Translated from Vietnamese by Nina McPherson and Phan
Huy Duong. ISBN 0-7868-6581-4. U.S.: Hyperion East. 337
pp. $23.95.
Asahi Evening News
By JAN B. GORDON
August 20, 2000
Underground literature is a genre common to both East
and West, probably because repression, real or
imaginary, assumes universal forms. From the
19th-century sewers of Paris to samizdat publications in
the former Soviet Union and even unto Theodore
Kaczynski's anonymous ultimatums from northwestern woods
to the New York Times (which led to his arrest),
clandestine publication is literature put to the service
of ideology. Like the promise of spring in winter,
underground literature is hope buried in resistance,
both part of and yet separable from a dominant
literature and culture that simultaneously maintain and
threaten it.
Duong Thu Huong's ``Memories of a Pure Spring'' is,
even from its opening pages, identified with this
milieu, literally in the subterranean bunkers and
tunnels along the Ho Chi Minh Trail during the so-called
American War. There Hung, the well-educated
composer/director of a cultural troupe deployed to
entertain struggling Viet Cong troops, meets and begins
to train a young peasant vocalist named Suong, a sort of
native Edith Piaf, who comes to be known as the
``highlands nightingale.'' Some of the most moving
passages of the novel describe the growth of their love
under very hostile conditions: weekly baths in tubs
fashioned from downed helicopters; a daughter born
during an artillery barrage; monsoon floods that
inundate their meager cache of rations.
And yet their love survives five years of war against
extraordinary odds, as if its survival, like the love of
Gatsby and Daisy, depended upon the maintenance of some
Vietnamese (as opposed to American) ``dream'' of amatory
and political reunification. Allegorically, their
marriage, like the Communist revolution to which it is
dedicated, would abolish differences between the
nation's mandarin and peasant classes, the creative and
performative spirits, combining antithesis into one
synthetic ``collective body'' in the service of state
struggle.
But as is often the case with the politics of
resistance, love, driven from its underground struggle,
begins to come apart in the light of day. For reasons
that are perhaps purposely left unclear, Hung does not
secure his promised postwar posting as Head of the
Regional Cultural Service. A former classmate at the
nation's premier art institute replaces him as director
of the operatic troupe where Suong still sings to even
more enhanced popularity. For hers is a voice now tinged
with the melancholy that has overtaken her marriage as
well as the permanent revolution.

────────────────

#### Required work
a. According to the review, what name does the young peasant vocalist Suong come to be known by?
b. Decide whether each statement agrees with the review: (i) Hung directs a cultural troupe that entertains Viet Cong troops. (ii) After the war, Hung secures his post as Head of the Regional Cultural Service. (iii) The love between Hung and Suong survives five years of war.

Entries from a pointing dataset:
────────────────

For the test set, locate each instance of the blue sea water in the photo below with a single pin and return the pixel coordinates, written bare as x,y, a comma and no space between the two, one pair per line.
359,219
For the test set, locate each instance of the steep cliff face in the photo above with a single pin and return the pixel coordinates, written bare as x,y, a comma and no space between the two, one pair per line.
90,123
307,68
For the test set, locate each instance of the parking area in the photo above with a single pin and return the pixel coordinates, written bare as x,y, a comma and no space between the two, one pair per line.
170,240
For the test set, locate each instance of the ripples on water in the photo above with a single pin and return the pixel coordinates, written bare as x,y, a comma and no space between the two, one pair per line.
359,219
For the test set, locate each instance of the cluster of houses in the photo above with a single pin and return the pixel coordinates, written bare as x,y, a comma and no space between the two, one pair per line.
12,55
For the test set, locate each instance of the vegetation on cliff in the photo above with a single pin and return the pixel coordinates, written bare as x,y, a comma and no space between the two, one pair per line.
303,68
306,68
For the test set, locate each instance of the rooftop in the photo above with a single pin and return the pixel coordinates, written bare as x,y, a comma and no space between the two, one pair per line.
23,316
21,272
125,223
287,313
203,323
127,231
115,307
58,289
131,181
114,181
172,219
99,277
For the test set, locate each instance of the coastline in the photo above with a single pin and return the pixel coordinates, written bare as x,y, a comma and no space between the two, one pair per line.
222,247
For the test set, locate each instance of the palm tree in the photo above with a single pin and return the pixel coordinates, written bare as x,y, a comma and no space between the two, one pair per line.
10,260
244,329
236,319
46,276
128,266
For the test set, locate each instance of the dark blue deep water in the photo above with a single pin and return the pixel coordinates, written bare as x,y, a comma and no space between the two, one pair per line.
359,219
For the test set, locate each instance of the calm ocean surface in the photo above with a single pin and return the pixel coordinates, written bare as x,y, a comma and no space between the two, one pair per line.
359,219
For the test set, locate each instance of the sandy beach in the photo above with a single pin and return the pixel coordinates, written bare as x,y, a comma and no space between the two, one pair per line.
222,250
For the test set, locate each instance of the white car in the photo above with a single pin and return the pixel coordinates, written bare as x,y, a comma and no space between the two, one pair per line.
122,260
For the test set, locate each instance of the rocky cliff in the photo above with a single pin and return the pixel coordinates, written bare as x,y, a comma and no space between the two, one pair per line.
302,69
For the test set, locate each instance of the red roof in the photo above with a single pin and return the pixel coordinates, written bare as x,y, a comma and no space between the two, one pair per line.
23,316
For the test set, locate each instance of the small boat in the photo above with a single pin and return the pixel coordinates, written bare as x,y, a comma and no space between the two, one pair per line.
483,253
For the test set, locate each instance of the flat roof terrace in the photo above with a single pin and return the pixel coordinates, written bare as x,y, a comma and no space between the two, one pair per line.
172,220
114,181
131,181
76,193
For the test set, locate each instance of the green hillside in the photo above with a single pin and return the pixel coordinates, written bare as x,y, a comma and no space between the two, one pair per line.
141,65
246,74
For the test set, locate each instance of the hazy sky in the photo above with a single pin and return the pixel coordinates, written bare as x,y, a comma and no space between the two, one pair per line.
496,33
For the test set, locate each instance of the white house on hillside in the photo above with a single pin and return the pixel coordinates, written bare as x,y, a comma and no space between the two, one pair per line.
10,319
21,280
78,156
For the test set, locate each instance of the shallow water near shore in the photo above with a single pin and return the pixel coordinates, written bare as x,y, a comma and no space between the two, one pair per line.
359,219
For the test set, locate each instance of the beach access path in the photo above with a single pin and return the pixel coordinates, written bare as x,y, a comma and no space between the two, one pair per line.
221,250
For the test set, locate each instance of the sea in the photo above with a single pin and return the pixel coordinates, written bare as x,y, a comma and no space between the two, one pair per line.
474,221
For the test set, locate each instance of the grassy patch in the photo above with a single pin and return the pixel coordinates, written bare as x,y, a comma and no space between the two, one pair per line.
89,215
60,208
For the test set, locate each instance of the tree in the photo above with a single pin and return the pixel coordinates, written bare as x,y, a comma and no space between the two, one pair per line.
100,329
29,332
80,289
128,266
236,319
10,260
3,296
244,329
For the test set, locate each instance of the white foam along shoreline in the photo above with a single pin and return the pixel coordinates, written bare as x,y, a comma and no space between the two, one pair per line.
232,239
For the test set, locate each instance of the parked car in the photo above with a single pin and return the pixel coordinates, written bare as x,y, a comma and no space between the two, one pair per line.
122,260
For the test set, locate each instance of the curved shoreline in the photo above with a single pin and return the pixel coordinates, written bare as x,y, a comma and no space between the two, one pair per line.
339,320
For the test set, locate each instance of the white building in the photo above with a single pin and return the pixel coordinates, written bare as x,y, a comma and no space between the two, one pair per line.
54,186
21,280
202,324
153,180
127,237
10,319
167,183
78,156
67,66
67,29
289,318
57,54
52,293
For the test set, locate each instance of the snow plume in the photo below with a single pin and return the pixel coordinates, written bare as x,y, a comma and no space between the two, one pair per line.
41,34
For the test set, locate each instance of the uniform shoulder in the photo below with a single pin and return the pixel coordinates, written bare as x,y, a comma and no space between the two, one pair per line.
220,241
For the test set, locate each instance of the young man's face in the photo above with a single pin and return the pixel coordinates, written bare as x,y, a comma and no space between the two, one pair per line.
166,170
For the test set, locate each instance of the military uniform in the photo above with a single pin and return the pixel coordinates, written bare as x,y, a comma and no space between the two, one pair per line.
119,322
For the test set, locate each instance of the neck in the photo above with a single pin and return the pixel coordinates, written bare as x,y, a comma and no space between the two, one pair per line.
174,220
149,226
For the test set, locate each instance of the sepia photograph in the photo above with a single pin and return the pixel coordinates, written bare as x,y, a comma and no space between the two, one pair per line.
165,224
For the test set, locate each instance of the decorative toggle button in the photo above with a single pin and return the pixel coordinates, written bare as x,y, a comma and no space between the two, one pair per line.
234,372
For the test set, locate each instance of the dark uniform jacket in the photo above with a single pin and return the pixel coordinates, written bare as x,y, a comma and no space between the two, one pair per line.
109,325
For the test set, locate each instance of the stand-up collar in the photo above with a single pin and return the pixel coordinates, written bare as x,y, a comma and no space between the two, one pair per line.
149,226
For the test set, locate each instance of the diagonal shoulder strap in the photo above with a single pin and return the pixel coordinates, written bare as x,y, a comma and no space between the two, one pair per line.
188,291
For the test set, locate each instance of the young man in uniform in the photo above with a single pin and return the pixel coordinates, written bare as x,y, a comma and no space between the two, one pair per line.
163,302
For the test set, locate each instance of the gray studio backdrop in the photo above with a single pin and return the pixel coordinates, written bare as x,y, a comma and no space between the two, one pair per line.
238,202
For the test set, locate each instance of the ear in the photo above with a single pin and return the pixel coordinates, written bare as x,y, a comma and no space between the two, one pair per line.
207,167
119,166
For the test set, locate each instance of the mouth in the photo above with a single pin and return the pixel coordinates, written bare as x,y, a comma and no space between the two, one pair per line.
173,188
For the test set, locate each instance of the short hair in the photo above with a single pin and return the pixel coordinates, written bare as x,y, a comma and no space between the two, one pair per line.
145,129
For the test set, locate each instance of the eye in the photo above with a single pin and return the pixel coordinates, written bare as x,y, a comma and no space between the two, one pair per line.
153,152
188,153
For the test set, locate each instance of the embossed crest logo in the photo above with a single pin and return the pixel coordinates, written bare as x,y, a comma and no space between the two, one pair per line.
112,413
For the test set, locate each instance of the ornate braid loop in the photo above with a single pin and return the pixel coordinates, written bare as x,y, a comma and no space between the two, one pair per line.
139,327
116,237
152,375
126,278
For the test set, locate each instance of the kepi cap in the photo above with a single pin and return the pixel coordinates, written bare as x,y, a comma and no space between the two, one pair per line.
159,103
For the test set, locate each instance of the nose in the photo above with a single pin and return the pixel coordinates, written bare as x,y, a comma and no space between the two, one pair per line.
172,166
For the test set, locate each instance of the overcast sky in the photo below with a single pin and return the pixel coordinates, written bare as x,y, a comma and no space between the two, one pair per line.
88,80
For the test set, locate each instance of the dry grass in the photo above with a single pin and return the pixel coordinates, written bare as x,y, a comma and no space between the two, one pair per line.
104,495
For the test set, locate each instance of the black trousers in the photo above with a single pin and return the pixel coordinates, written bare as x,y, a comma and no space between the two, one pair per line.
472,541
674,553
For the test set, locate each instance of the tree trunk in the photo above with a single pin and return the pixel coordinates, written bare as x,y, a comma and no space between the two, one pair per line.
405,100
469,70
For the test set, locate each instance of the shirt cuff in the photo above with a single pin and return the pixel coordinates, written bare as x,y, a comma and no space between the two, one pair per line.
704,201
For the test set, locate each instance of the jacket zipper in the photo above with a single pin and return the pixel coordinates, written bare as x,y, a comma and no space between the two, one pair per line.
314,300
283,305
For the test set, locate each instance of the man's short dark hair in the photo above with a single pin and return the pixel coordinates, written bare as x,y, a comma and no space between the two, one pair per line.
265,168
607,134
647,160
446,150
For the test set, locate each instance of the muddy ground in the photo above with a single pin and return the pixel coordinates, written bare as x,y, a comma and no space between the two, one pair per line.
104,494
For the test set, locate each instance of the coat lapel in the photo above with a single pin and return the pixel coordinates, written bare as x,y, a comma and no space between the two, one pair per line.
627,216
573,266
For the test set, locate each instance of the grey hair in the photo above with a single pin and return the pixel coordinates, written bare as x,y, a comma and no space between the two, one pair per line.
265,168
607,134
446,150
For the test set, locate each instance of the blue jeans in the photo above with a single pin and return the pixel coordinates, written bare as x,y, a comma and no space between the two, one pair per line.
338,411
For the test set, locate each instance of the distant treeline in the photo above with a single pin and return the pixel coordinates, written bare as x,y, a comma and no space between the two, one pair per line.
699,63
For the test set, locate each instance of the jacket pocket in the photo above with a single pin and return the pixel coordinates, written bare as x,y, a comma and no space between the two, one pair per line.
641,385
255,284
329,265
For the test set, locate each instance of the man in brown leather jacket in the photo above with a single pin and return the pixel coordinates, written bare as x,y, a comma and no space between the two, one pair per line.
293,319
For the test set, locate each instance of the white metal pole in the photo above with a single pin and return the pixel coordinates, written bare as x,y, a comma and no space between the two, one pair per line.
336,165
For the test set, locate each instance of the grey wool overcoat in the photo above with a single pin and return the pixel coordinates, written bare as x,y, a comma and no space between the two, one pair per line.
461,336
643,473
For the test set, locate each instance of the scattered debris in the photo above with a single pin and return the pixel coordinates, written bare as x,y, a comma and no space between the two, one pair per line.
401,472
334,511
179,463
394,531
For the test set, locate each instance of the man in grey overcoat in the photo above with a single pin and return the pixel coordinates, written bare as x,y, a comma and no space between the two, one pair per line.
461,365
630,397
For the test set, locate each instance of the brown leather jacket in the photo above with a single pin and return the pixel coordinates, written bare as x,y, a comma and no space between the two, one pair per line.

────────────────

#### Results for the exercise
a. She comes to be known as the "highlands nightingale."

b.
(i) Yes: "the well-educated composer/director of a cultural troupe deployed to entertain struggling Viet Cong troops"
(ii) No: "Hung does not secure his promised postwar posting as Head of the Regional Cultural Service"
(iii) Yes: "their love survives five years of war against extraordinary odds"